## [EXERCISE GOAL]
Reproduce exactly the lines beginning with the line that contains "Point out the bridge roadway in this photo." and ending at the final line of the material below.

(Collected data)
________________________________________

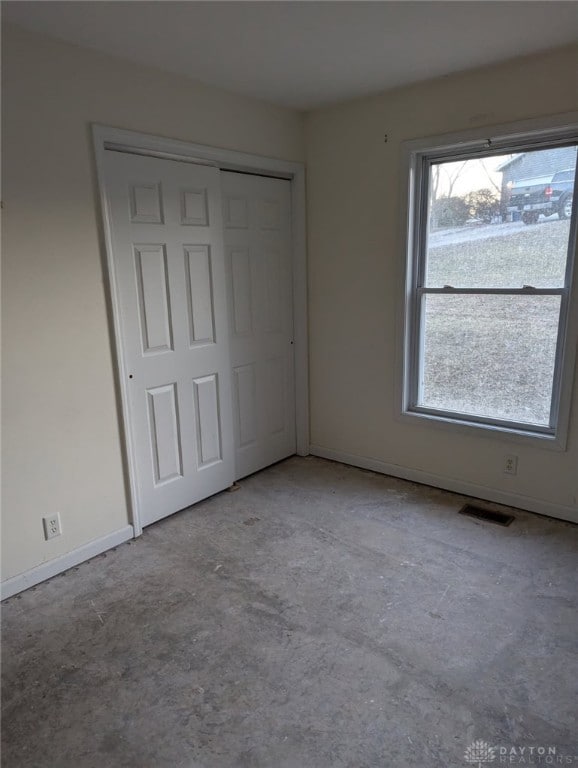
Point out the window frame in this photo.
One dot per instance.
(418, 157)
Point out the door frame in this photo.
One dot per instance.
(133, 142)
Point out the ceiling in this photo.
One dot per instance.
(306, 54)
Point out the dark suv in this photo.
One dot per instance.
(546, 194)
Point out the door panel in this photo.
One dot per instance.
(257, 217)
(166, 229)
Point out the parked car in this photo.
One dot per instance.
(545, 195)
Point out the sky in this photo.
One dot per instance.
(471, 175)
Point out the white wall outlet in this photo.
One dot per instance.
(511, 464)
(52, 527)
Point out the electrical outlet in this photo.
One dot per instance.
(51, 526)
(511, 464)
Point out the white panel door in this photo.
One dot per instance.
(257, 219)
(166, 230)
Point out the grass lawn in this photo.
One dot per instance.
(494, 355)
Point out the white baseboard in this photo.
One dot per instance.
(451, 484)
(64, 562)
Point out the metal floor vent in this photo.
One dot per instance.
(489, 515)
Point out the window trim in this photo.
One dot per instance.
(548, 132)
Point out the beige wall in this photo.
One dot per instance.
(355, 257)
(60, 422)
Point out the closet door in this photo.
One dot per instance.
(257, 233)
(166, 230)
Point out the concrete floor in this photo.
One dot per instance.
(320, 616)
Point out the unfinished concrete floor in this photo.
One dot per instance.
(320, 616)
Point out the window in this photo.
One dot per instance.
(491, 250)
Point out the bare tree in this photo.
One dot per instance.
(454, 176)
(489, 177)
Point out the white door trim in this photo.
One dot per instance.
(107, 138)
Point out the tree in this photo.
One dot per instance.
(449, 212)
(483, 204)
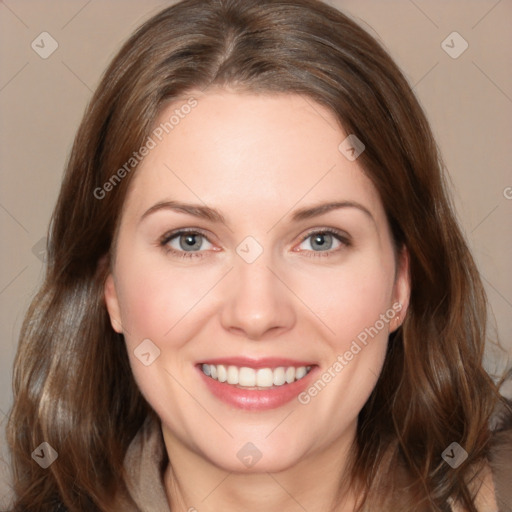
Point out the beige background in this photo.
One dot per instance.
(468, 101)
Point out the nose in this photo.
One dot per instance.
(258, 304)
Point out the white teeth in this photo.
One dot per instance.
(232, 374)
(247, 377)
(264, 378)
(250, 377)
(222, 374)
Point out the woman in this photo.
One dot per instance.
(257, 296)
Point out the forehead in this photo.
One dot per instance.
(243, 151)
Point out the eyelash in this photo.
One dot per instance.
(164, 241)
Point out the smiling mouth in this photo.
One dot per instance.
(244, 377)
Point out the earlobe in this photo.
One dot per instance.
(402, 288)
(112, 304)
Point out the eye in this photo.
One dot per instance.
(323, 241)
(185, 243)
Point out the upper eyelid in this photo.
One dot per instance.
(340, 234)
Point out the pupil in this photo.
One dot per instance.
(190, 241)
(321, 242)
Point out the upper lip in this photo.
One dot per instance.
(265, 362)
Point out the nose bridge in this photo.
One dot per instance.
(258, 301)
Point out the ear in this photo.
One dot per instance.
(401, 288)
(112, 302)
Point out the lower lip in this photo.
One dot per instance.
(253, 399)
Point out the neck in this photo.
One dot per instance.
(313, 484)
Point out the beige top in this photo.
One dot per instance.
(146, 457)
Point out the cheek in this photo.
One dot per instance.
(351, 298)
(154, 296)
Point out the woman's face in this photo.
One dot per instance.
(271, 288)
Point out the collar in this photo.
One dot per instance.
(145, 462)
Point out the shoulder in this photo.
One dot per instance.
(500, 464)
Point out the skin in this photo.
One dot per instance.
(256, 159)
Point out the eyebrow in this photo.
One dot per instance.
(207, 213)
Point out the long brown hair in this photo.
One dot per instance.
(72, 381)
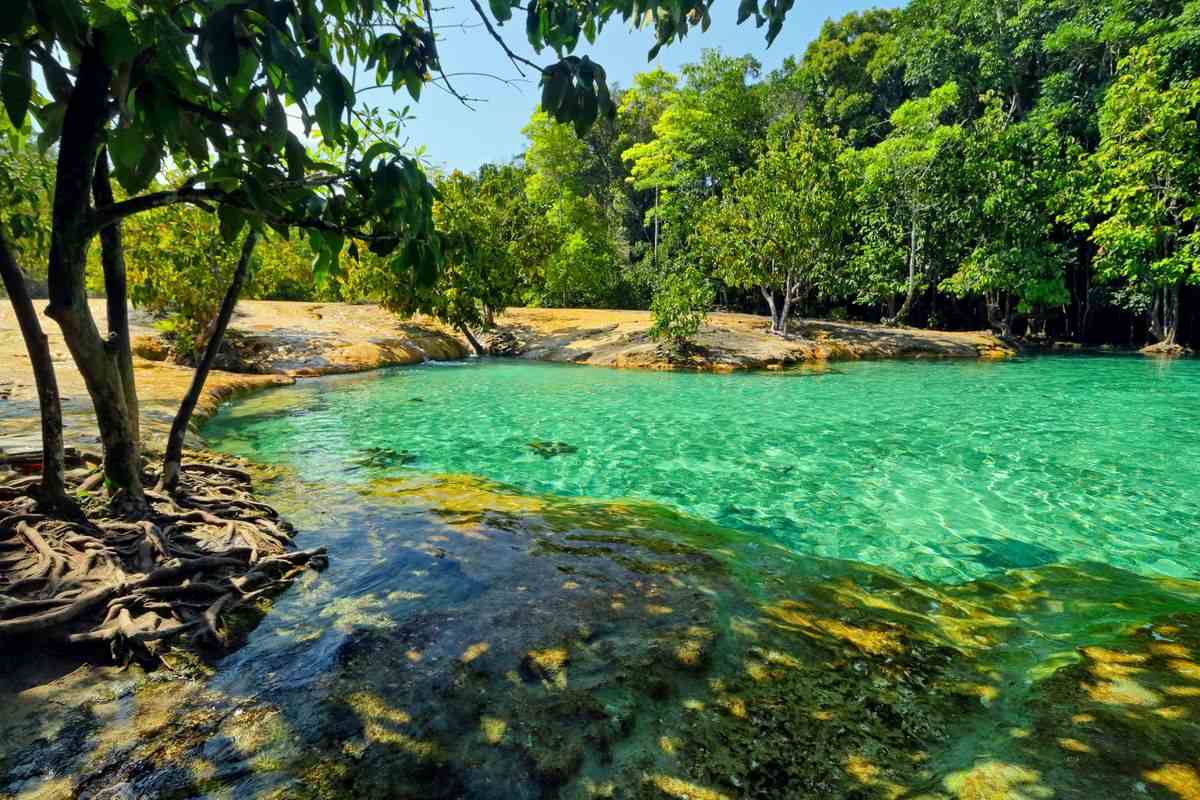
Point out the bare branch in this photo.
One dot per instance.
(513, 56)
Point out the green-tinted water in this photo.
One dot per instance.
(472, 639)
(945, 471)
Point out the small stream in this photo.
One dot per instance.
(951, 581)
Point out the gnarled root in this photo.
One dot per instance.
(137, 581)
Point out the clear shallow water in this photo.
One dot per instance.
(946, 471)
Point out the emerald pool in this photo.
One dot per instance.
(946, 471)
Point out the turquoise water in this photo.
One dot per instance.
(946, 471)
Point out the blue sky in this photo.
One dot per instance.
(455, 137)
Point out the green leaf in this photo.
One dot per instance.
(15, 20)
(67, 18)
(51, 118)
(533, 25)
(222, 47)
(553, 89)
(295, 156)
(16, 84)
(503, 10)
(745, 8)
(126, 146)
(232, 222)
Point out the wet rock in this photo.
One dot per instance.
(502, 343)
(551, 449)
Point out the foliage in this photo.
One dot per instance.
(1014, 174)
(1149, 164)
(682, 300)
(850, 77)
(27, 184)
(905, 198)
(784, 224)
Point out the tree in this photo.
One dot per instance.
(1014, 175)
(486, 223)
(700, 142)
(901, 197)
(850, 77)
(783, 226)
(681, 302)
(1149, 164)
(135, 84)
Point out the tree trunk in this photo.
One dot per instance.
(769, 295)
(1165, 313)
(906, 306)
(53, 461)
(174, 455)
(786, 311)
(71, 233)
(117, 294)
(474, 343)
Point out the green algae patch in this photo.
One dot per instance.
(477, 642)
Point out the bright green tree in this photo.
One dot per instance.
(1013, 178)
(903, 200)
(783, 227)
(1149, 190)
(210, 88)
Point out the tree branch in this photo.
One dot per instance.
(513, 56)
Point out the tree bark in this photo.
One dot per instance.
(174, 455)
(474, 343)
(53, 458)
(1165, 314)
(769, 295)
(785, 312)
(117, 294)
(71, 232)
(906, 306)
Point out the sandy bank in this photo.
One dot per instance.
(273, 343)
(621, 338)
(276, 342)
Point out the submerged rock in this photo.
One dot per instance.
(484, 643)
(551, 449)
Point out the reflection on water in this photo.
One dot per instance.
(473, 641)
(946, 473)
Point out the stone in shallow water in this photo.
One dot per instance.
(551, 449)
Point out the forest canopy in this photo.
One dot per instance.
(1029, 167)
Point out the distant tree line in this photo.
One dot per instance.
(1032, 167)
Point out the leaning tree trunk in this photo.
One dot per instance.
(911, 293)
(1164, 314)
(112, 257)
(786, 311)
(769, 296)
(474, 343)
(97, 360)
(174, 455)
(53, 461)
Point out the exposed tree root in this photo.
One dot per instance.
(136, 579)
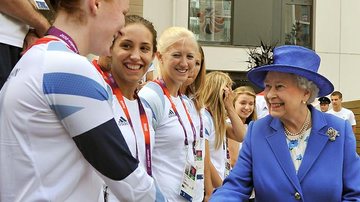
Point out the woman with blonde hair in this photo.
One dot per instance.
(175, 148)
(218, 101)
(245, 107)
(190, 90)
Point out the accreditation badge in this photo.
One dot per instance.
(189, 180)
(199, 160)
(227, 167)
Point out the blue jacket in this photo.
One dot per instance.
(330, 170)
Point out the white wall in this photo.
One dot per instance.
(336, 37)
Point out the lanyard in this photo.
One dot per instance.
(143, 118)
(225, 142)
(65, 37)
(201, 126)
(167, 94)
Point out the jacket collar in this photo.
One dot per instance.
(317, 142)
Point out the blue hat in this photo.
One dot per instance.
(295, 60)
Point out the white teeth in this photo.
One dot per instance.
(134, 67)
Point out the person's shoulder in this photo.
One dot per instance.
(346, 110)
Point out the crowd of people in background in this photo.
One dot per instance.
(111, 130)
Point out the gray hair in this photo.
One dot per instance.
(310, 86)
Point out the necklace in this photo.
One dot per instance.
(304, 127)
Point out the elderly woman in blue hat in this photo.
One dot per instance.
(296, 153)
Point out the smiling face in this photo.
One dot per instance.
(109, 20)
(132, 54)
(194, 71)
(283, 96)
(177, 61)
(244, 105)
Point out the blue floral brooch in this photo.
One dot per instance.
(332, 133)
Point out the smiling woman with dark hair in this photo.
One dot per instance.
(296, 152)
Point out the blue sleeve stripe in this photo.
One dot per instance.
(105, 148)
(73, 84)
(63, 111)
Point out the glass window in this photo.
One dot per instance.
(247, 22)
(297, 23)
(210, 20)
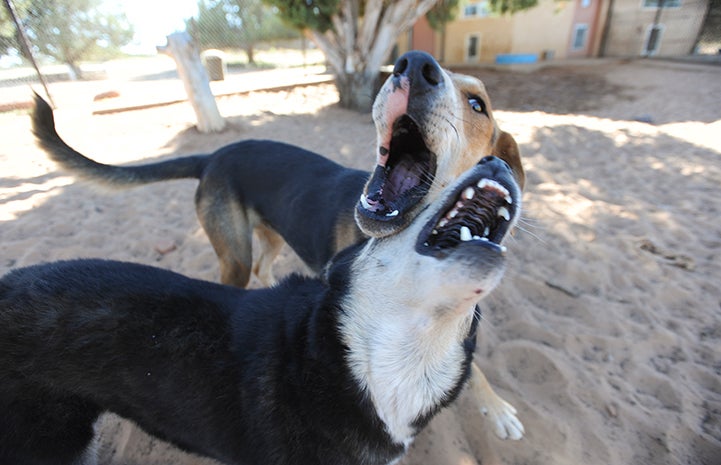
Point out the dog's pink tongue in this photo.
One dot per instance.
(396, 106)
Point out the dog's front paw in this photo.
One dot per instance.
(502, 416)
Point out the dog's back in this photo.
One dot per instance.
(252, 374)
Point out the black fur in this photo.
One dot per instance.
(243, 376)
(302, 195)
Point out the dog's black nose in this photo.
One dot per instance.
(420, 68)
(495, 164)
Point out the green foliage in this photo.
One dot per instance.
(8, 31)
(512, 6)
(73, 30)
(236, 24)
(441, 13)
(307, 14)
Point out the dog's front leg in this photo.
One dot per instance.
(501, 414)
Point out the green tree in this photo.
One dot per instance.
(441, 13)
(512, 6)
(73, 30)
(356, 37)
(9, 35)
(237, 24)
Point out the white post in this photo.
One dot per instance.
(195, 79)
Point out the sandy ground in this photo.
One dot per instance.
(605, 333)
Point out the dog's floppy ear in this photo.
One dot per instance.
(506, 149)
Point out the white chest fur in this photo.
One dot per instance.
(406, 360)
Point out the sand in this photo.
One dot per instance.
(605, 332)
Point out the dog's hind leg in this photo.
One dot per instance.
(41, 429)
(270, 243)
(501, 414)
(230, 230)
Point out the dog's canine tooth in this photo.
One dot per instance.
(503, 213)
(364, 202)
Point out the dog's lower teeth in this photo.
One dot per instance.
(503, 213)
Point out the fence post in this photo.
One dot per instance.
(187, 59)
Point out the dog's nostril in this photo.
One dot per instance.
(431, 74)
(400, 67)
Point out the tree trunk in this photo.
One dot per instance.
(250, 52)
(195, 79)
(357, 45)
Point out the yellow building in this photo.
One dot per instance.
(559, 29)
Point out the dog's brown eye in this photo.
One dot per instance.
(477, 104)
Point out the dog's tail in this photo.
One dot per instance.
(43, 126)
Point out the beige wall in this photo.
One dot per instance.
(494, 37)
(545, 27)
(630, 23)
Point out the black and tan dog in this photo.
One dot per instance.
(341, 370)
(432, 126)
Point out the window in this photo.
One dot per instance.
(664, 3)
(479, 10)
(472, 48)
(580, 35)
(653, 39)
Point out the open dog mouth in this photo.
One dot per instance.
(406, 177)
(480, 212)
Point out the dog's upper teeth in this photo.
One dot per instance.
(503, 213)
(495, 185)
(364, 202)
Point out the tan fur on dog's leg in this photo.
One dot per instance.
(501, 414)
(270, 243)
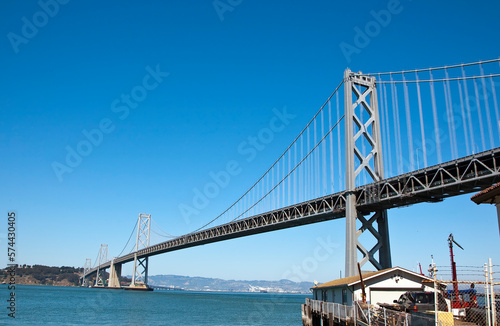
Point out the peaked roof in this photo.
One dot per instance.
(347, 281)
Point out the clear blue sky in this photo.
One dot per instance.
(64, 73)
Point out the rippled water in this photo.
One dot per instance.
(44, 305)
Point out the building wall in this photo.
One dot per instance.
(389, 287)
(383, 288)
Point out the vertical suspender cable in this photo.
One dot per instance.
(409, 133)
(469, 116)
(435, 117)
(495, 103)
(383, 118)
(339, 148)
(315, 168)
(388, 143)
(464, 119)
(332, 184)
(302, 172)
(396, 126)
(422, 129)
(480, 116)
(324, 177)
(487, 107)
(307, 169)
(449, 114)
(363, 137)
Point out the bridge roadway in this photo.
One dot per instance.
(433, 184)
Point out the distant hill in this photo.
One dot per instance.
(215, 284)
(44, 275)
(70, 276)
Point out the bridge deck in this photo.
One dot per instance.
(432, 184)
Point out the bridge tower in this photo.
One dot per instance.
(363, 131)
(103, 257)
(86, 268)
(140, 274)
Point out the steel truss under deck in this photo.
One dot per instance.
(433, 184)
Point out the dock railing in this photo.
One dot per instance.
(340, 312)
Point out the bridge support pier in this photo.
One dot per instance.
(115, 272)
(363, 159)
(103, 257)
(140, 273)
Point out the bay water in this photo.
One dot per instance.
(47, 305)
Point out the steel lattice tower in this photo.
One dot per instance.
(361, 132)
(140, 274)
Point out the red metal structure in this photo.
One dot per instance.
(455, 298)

________________________________________

## [TASK RESULT]
Point out the bridge roadway in this photo.
One dot per instance.
(433, 184)
Point out the distant hill in this photo.
One dot per instance.
(215, 284)
(44, 275)
(70, 276)
Point out the bridge deck in this photo.
One dot per instance.
(432, 184)
Point out the bridge tower in this photo.
One dot per instance.
(363, 131)
(103, 257)
(86, 268)
(140, 274)
Point out the steel truss under deck in this photo.
One dot per instance.
(433, 184)
Point out the dock railing in this photo.
One dot per instance.
(340, 312)
Point out the bridge support pier in this photo.
One dot per instance.
(115, 272)
(363, 159)
(103, 257)
(140, 273)
Point out the bay water in this photo.
One dot per instance.
(47, 305)
Point out the steel lattice tower in this photo.
One dot per instance.
(361, 132)
(140, 274)
Point out the red metal structure in this photo.
One dot per instance.
(455, 298)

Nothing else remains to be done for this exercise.